### Aim
Please count the lines of the data below that contain the word "green". Reply with the number alone.

Records from a point labeling set
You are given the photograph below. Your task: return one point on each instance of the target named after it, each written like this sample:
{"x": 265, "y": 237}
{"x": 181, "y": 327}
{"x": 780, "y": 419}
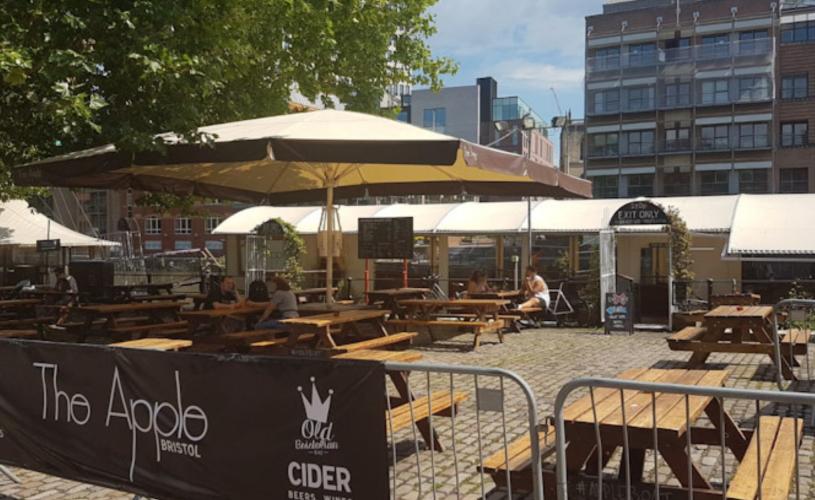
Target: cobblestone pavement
{"x": 546, "y": 359}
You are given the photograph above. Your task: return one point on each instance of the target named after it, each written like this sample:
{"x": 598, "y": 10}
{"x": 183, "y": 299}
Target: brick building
{"x": 700, "y": 97}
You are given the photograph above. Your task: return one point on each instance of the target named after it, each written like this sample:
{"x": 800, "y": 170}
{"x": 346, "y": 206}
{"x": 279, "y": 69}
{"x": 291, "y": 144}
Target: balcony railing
{"x": 740, "y": 52}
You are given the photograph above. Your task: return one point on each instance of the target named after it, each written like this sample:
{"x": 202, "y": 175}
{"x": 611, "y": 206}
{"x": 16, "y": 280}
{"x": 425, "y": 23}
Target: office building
{"x": 700, "y": 98}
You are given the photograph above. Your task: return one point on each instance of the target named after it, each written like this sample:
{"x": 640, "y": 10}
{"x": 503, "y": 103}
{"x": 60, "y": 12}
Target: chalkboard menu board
{"x": 385, "y": 238}
{"x": 619, "y": 312}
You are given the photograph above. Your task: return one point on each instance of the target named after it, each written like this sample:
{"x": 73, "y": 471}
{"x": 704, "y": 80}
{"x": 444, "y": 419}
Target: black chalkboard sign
{"x": 385, "y": 238}
{"x": 619, "y": 312}
{"x": 639, "y": 213}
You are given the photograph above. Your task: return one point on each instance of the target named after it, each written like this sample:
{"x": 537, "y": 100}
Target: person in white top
{"x": 536, "y": 291}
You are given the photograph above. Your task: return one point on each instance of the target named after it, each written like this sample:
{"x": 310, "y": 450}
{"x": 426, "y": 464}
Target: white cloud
{"x": 467, "y": 27}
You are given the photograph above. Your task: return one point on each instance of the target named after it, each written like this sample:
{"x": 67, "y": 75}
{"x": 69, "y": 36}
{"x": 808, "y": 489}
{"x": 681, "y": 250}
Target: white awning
{"x": 23, "y": 226}
{"x": 780, "y": 225}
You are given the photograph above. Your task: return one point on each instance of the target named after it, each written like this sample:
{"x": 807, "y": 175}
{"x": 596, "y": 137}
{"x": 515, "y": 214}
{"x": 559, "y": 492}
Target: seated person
{"x": 223, "y": 296}
{"x": 536, "y": 291}
{"x": 283, "y": 305}
{"x": 477, "y": 283}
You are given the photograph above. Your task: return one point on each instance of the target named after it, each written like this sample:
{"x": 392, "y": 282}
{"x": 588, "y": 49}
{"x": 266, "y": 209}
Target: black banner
{"x": 194, "y": 426}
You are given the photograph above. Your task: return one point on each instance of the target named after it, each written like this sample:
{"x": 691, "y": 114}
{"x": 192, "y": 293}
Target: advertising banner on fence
{"x": 194, "y": 426}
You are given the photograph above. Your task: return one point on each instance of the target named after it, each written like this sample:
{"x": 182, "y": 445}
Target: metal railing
{"x": 488, "y": 392}
{"x": 795, "y": 400}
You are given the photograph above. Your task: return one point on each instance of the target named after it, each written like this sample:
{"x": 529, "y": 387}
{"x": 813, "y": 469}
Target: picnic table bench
{"x": 428, "y": 313}
{"x": 157, "y": 344}
{"x": 739, "y": 329}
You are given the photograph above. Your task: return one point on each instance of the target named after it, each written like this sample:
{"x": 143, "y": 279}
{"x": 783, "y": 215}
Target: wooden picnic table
{"x": 157, "y": 344}
{"x": 607, "y": 409}
{"x": 160, "y": 316}
{"x": 312, "y": 294}
{"x": 482, "y": 315}
{"x": 216, "y": 319}
{"x": 390, "y": 297}
{"x": 739, "y": 329}
{"x": 325, "y": 326}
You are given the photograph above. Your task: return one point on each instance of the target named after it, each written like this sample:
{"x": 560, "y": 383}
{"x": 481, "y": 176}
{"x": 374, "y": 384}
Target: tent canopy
{"x": 711, "y": 214}
{"x": 22, "y": 226}
{"x": 292, "y": 158}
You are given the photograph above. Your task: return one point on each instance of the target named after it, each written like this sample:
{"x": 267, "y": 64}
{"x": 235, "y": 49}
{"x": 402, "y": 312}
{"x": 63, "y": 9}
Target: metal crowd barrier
{"x": 483, "y": 425}
{"x": 796, "y": 402}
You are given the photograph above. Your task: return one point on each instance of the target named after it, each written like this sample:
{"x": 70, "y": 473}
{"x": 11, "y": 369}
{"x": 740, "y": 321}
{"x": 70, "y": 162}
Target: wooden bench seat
{"x": 439, "y": 402}
{"x": 777, "y": 454}
{"x": 165, "y": 328}
{"x": 19, "y": 334}
{"x": 378, "y": 342}
{"x": 157, "y": 344}
{"x": 279, "y": 342}
{"x": 518, "y": 455}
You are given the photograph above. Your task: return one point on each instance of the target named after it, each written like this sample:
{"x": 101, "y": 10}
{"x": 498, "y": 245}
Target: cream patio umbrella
{"x": 306, "y": 157}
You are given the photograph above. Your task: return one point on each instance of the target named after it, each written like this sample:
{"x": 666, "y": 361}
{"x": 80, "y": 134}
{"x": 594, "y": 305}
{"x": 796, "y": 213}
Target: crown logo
{"x": 316, "y": 409}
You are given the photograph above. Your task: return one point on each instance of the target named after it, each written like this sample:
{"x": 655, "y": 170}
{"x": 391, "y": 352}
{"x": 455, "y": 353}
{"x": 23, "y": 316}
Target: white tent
{"x": 21, "y": 225}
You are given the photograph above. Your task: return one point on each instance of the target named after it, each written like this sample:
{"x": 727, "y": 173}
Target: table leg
{"x": 399, "y": 380}
{"x": 734, "y": 438}
{"x": 675, "y": 455}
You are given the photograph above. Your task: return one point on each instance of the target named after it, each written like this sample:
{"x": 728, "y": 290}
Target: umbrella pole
{"x": 329, "y": 259}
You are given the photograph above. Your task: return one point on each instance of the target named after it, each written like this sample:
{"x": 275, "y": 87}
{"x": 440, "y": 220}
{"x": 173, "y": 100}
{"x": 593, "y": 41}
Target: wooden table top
{"x": 18, "y": 302}
{"x": 337, "y": 318}
{"x": 740, "y": 312}
{"x": 157, "y": 344}
{"x": 129, "y": 307}
{"x": 670, "y": 408}
{"x": 497, "y": 294}
{"x": 380, "y": 355}
{"x": 396, "y": 292}
{"x": 245, "y": 309}
{"x": 476, "y": 303}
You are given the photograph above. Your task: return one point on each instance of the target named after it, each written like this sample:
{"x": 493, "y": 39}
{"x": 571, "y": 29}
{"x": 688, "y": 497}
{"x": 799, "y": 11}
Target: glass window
{"x": 676, "y": 183}
{"x": 715, "y": 182}
{"x": 640, "y": 185}
{"x": 677, "y": 139}
{"x": 183, "y": 225}
{"x": 754, "y": 135}
{"x": 152, "y": 245}
{"x": 435, "y": 119}
{"x": 793, "y": 180}
{"x": 605, "y": 186}
{"x": 715, "y": 46}
{"x": 677, "y": 94}
{"x": 214, "y": 245}
{"x": 794, "y": 86}
{"x": 795, "y": 134}
{"x": 754, "y": 42}
{"x": 715, "y": 91}
{"x": 152, "y": 225}
{"x": 798, "y": 32}
{"x": 606, "y": 101}
{"x": 642, "y": 54}
{"x": 212, "y": 223}
{"x": 754, "y": 180}
{"x": 639, "y": 98}
{"x": 714, "y": 137}
{"x": 638, "y": 142}
{"x": 604, "y": 144}
{"x": 606, "y": 59}
{"x": 754, "y": 88}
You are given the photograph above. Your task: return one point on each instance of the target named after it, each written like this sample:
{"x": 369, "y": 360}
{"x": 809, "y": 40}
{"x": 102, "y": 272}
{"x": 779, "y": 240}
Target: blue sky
{"x": 528, "y": 46}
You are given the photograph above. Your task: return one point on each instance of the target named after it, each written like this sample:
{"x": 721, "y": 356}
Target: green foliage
{"x": 294, "y": 248}
{"x": 76, "y": 74}
{"x": 681, "y": 259}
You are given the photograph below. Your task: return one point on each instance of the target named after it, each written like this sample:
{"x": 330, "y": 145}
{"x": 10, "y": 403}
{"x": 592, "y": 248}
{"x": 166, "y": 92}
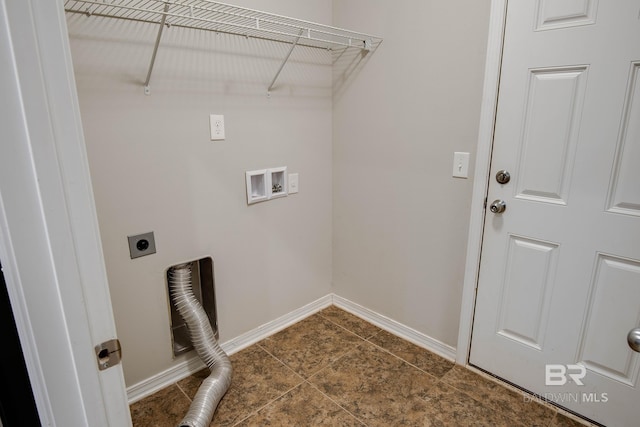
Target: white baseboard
{"x": 193, "y": 363}
{"x": 396, "y": 328}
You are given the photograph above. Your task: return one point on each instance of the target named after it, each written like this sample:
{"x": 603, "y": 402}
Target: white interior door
{"x": 49, "y": 239}
{"x": 560, "y": 274}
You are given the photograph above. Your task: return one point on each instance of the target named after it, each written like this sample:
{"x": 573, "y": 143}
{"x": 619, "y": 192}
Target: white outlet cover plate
{"x": 216, "y": 124}
{"x": 460, "y": 165}
{"x": 293, "y": 183}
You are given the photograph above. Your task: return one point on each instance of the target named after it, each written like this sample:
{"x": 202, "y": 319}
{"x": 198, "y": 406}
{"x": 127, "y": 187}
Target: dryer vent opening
{"x": 203, "y": 285}
{"x": 202, "y": 336}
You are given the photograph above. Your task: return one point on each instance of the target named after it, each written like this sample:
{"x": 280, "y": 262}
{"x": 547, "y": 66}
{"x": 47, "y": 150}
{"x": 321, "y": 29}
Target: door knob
{"x": 498, "y": 206}
{"x": 503, "y": 176}
{"x": 634, "y": 339}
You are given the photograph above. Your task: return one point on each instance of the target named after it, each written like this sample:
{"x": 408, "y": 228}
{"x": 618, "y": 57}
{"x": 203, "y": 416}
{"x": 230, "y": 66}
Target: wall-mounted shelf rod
{"x": 286, "y": 58}
{"x": 147, "y": 89}
{"x": 224, "y": 18}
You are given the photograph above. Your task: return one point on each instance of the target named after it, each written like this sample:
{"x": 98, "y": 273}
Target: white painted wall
{"x": 400, "y": 220}
{"x": 154, "y": 168}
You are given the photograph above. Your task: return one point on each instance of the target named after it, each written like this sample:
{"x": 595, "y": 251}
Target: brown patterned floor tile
{"x": 165, "y": 408}
{"x": 302, "y": 406}
{"x": 310, "y": 344}
{"x": 350, "y": 322}
{"x": 564, "y": 421}
{"x": 498, "y": 397}
{"x": 377, "y": 387}
{"x": 455, "y": 408}
{"x": 417, "y": 356}
{"x": 257, "y": 379}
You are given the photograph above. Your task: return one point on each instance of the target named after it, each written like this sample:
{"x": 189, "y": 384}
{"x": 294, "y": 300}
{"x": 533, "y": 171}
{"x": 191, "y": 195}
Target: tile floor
{"x": 335, "y": 369}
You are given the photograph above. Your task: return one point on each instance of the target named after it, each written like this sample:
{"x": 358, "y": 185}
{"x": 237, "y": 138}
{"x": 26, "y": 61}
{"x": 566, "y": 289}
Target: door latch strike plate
{"x": 109, "y": 354}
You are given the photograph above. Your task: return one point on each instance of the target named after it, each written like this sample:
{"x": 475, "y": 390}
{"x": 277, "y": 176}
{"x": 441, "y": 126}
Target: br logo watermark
{"x": 557, "y": 374}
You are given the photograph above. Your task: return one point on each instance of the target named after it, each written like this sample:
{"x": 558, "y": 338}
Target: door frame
{"x": 49, "y": 236}
{"x": 497, "y": 22}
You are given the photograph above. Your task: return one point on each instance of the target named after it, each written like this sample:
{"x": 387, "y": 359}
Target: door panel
{"x": 526, "y": 290}
{"x": 559, "y": 279}
{"x": 551, "y": 123}
{"x": 613, "y": 305}
{"x": 555, "y": 14}
{"x": 625, "y": 191}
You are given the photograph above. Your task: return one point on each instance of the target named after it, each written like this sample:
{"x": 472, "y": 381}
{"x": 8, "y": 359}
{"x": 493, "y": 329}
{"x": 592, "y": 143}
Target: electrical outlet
{"x": 293, "y": 183}
{"x": 216, "y": 123}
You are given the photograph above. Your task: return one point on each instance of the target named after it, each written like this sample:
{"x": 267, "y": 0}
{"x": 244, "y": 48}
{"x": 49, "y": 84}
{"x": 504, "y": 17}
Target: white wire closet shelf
{"x": 224, "y": 18}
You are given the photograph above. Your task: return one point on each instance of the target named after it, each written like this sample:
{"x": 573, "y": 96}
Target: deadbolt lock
{"x": 503, "y": 176}
{"x": 109, "y": 354}
{"x": 498, "y": 206}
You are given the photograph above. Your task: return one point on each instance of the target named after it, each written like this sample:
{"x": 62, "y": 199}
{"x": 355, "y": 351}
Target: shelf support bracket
{"x": 147, "y": 89}
{"x": 284, "y": 62}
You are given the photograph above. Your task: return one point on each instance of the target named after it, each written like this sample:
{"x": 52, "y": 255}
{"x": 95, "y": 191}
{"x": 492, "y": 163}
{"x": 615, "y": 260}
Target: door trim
{"x": 497, "y": 19}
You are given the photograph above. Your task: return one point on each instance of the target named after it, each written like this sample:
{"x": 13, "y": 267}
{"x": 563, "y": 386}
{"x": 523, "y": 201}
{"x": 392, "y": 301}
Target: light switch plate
{"x": 216, "y": 123}
{"x": 460, "y": 165}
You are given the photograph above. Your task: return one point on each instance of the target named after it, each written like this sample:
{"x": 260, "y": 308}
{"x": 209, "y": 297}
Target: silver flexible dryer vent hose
{"x": 216, "y": 384}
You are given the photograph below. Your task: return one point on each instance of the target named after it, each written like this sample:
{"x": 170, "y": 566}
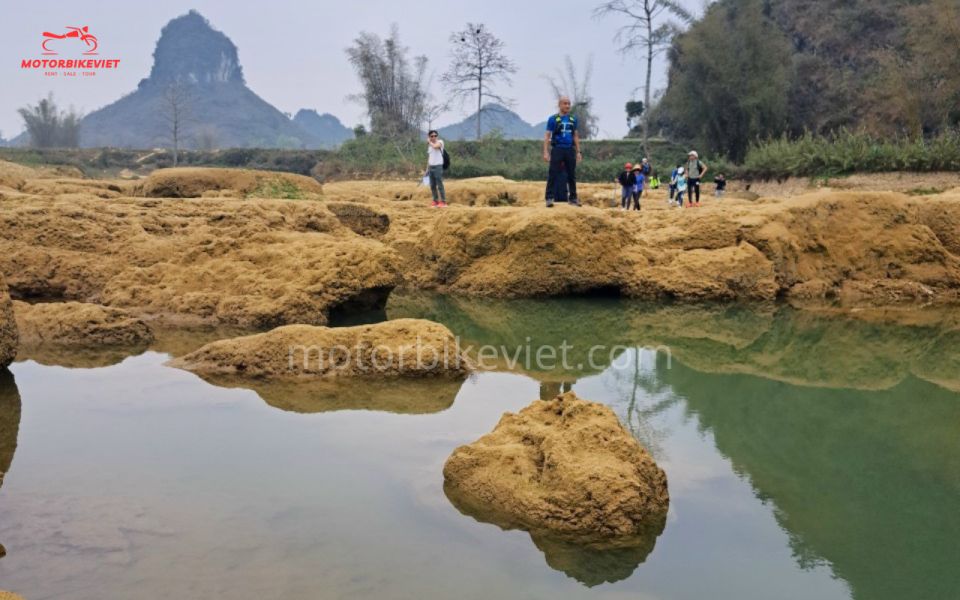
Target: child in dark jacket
{"x": 627, "y": 181}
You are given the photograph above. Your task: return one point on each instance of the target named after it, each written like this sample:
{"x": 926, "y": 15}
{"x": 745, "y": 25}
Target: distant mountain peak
{"x": 189, "y": 49}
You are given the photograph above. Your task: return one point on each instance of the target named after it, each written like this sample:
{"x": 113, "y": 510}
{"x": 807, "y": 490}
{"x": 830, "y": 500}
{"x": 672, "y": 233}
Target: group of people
{"x": 561, "y": 151}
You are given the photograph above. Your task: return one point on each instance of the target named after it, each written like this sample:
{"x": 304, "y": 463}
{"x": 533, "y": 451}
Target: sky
{"x": 293, "y": 56}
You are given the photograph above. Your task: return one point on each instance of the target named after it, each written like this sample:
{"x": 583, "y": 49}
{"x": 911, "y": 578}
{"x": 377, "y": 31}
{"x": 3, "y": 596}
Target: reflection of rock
{"x": 412, "y": 396}
{"x": 402, "y": 348}
{"x": 77, "y": 324}
{"x": 592, "y": 566}
{"x": 9, "y": 420}
{"x": 866, "y": 480}
{"x": 565, "y": 466}
{"x": 827, "y": 348}
{"x": 8, "y": 327}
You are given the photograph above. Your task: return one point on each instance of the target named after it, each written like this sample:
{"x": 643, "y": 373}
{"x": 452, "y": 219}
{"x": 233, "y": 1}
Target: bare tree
{"x": 650, "y": 26}
{"x": 50, "y": 127}
{"x": 393, "y": 89}
{"x": 478, "y": 64}
{"x": 176, "y": 111}
{"x": 577, "y": 88}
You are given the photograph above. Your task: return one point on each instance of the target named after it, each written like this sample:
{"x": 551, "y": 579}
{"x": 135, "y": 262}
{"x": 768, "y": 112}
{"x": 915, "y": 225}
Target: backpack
{"x": 558, "y": 124}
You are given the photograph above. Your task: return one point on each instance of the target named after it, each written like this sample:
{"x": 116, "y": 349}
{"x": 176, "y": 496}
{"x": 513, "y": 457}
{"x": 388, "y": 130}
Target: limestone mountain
{"x": 219, "y": 110}
{"x": 494, "y": 118}
{"x": 324, "y": 131}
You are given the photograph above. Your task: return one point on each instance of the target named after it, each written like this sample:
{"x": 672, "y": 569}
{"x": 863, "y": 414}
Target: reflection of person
{"x": 551, "y": 389}
{"x": 435, "y": 168}
{"x": 561, "y": 147}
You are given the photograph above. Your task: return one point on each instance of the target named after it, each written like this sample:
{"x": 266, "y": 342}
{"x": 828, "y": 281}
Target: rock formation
{"x": 77, "y": 324}
{"x": 407, "y": 348}
{"x": 563, "y": 466}
{"x": 8, "y": 327}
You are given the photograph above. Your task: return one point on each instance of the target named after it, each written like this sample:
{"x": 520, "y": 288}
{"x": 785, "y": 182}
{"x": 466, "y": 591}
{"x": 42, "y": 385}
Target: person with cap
{"x": 638, "y": 185}
{"x": 627, "y": 180}
{"x": 695, "y": 172}
{"x": 680, "y": 183}
{"x": 561, "y": 146}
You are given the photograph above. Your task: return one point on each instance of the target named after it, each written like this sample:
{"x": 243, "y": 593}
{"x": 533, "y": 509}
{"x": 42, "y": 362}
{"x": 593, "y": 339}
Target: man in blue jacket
{"x": 561, "y": 148}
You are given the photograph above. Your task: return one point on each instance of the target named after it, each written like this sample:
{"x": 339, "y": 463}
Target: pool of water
{"x": 809, "y": 455}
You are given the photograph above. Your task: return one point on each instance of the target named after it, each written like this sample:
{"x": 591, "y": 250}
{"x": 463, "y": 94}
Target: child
{"x": 721, "y": 182}
{"x": 626, "y": 180}
{"x": 673, "y": 184}
{"x": 680, "y": 182}
{"x": 638, "y": 186}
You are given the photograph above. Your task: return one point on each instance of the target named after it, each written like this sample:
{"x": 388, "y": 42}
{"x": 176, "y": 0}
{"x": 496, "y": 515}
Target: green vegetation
{"x": 846, "y": 153}
{"x": 756, "y": 69}
{"x": 277, "y": 188}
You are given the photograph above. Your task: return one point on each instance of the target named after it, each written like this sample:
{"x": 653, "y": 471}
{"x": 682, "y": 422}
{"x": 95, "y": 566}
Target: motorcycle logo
{"x": 81, "y": 33}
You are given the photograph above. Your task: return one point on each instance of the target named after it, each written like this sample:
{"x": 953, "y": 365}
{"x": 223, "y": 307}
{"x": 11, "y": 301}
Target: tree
{"x": 650, "y": 27}
{"x": 479, "y": 63}
{"x": 50, "y": 127}
{"x": 176, "y": 108}
{"x": 393, "y": 88}
{"x": 726, "y": 91}
{"x": 577, "y": 88}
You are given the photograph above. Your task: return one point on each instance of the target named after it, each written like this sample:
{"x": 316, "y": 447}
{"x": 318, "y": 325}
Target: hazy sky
{"x": 292, "y": 52}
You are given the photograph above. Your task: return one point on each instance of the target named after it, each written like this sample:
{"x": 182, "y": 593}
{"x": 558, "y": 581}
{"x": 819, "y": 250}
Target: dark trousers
{"x": 559, "y": 158}
{"x": 693, "y": 184}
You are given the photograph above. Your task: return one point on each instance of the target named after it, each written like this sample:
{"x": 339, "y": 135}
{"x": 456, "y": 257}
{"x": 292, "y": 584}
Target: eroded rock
{"x": 563, "y": 467}
{"x": 79, "y": 324}
{"x": 8, "y": 327}
{"x": 402, "y": 348}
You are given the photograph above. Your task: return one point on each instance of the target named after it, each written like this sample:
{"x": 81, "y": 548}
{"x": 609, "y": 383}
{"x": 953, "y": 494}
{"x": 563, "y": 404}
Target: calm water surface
{"x": 809, "y": 455}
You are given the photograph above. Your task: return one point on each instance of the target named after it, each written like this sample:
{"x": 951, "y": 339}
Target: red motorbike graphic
{"x": 72, "y": 32}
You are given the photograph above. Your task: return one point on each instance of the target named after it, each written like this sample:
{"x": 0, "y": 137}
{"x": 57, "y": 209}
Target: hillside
{"x": 788, "y": 66}
{"x": 220, "y": 110}
{"x": 495, "y": 118}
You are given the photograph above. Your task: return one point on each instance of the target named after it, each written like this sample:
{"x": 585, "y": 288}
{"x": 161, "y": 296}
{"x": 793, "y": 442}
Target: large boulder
{"x": 403, "y": 348}
{"x": 78, "y": 324}
{"x": 562, "y": 466}
{"x": 8, "y": 327}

### Task result
2